* Aim *
Reproduce the material from the line that contains "of black loafers" through the line that contains "Q: report a point for each instance of the light", replacing "instance" with "occurrence" and changing nothing else.

* Data shown *
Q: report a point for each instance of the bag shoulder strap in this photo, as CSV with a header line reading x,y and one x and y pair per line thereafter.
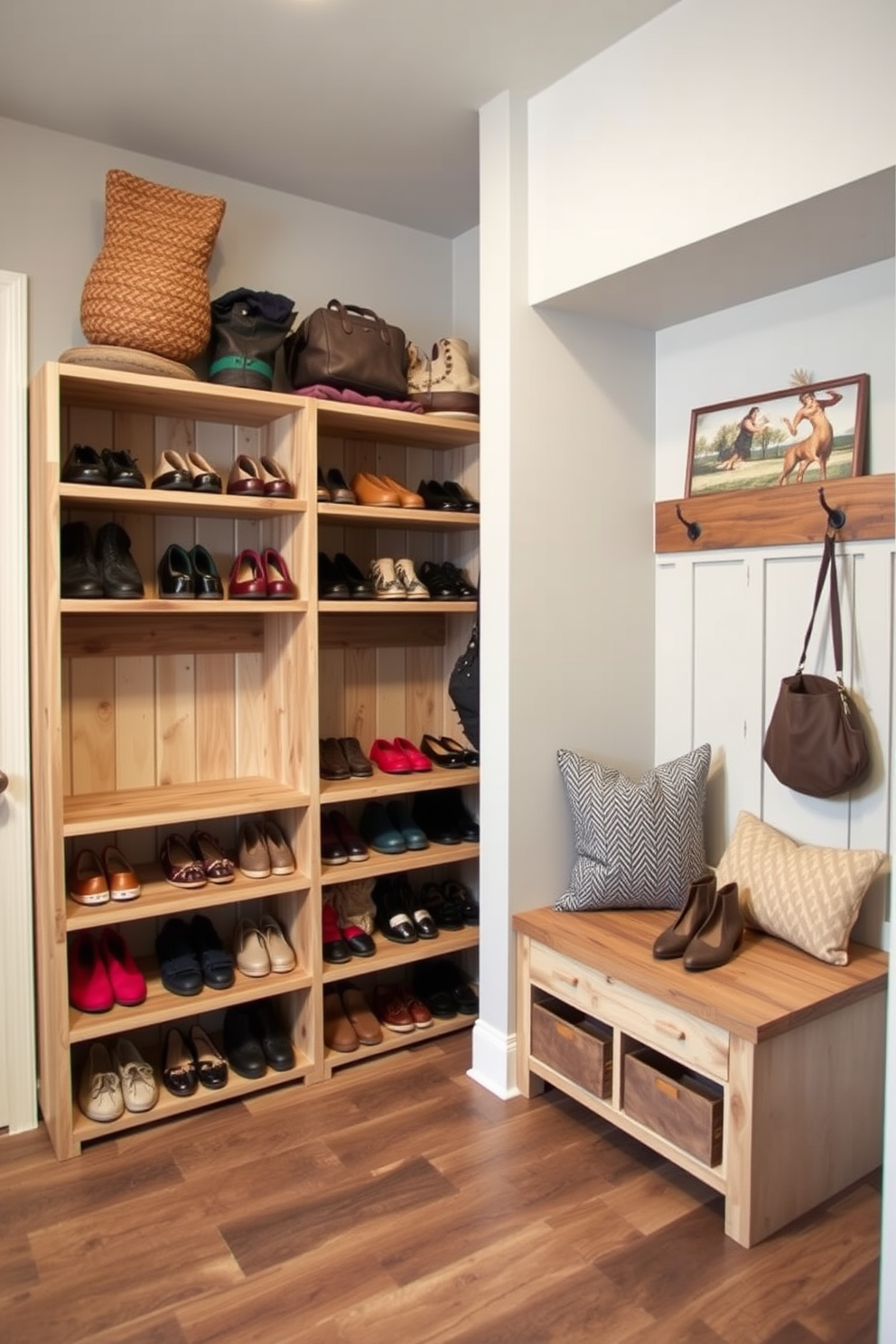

* * *

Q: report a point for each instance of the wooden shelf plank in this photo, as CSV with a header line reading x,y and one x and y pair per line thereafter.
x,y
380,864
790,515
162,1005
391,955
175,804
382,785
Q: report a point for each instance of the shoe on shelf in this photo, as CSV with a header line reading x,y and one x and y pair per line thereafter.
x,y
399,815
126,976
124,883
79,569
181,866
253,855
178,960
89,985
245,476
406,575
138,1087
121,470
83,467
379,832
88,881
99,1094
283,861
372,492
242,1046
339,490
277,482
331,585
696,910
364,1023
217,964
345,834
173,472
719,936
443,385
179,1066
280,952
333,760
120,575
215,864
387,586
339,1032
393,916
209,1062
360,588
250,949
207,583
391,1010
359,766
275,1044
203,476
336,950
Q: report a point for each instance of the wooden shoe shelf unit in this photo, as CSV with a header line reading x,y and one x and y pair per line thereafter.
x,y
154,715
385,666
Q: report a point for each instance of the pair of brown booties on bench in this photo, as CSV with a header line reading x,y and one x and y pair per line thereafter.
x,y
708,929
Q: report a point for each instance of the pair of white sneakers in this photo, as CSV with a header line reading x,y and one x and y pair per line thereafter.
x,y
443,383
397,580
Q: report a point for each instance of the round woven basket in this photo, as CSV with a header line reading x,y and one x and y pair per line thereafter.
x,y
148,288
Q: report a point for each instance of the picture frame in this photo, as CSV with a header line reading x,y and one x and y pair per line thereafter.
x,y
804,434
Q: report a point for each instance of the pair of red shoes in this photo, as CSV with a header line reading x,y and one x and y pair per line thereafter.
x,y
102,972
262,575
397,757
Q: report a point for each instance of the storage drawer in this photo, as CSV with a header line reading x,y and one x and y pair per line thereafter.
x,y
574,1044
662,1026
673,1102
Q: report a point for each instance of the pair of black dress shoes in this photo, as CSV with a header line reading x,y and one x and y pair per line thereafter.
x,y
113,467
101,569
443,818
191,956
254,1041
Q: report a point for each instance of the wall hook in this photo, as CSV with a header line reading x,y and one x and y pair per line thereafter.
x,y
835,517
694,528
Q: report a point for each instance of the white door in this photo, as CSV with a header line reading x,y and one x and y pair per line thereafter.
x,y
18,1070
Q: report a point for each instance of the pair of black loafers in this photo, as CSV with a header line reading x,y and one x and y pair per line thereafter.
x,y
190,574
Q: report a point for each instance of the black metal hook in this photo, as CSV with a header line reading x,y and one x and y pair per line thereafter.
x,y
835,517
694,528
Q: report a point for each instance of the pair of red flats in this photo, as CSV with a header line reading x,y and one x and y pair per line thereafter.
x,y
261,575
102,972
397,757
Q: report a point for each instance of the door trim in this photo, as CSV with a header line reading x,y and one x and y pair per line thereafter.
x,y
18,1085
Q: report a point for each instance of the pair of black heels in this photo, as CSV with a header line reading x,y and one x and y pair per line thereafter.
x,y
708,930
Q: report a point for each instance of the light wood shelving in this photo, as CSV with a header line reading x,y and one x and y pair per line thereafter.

...

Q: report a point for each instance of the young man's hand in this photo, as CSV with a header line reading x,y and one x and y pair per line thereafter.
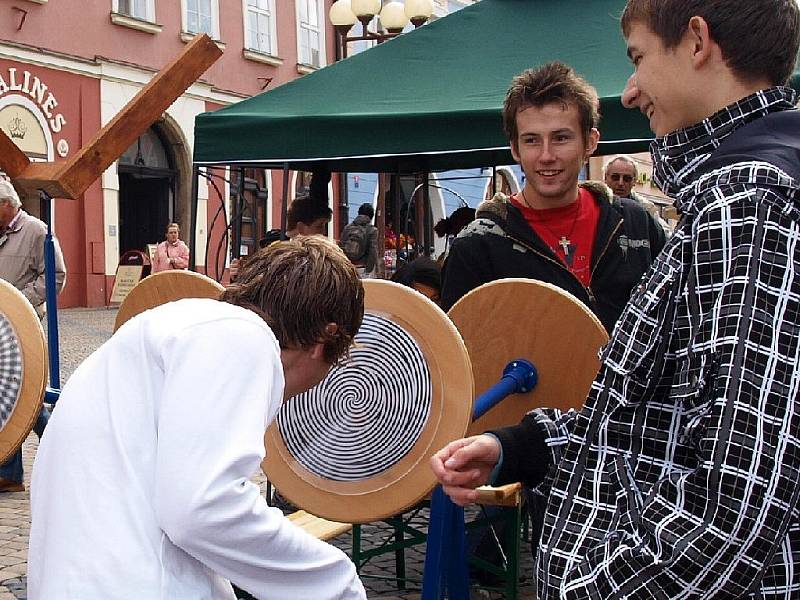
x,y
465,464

* Exercise response *
Q: report a point for each occurrence of the pair of black loafers in this photo, as CSV with a header line reading x,y and one x and y pair per line thereafter.
x,y
190,574
Q: report a point for each occurrence of the black metal hook in this photo, as CSV with a header line reading x,y and one x and y pair per line thereafter.
x,y
835,517
694,528
Q: report a point for each occurrence of the pair of red flats in this photo, as CSV with a header line reading x,y and one x and y pair per line thereafter.
x,y
261,575
102,972
397,757
Q: report a point for each occurrence of the door trim in this photo, as CSV with a header line reading x,y and one x and y pair per line thereafter.
x,y
18,1085
Q: report a point for each occurrence of the pair of black heels in this photo, as CSV with a header line reading x,y and one x and y pair per line thereafter.
x,y
708,930
Q: report a point for each occurrence of the light wood shelving in this photo, as CSV with a header line reading x,y and one x and y pair per line thereafter.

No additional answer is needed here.